Work instructions:
Please find all lines in the data that hold the string "hand" and copy them.

***** Entries shown

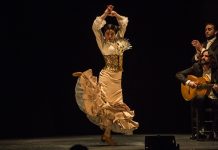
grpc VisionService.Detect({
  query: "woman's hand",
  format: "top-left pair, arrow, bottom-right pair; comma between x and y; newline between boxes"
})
107,5 -> 114,13
108,10 -> 117,17
104,5 -> 114,15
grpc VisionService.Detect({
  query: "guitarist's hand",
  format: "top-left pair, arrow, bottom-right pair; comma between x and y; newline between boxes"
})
213,84 -> 218,92
188,81 -> 197,88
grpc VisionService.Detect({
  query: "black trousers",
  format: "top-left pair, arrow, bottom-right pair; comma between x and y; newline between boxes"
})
191,97 -> 218,132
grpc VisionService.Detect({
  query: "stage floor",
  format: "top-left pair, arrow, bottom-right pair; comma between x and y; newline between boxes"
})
0,134 -> 218,150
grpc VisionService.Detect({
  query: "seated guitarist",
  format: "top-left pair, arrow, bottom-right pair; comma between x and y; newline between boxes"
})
176,49 -> 218,140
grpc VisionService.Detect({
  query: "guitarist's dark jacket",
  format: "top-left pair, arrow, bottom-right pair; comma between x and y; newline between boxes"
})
176,62 -> 218,98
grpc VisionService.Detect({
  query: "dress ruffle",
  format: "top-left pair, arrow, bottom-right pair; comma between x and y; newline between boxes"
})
75,69 -> 139,135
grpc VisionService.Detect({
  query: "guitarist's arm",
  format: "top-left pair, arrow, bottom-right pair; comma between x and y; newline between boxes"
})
212,84 -> 218,97
187,80 -> 198,88
212,84 -> 218,92
176,69 -> 190,84
211,68 -> 218,97
176,66 -> 194,84
176,64 -> 198,88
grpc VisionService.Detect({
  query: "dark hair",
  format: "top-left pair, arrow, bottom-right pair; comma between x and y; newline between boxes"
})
205,21 -> 217,31
102,24 -> 120,34
201,49 -> 218,69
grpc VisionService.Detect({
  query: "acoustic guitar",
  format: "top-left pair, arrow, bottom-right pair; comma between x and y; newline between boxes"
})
181,75 -> 213,101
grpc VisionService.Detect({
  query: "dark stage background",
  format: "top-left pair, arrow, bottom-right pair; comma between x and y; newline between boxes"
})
1,0 -> 218,138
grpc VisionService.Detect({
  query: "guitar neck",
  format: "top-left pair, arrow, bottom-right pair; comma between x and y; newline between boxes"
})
197,83 -> 214,89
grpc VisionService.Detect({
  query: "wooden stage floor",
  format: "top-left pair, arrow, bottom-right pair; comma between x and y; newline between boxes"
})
0,134 -> 218,150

**********

Exercise response:
  query: "woman's hand",
  query: "guitarist's hand",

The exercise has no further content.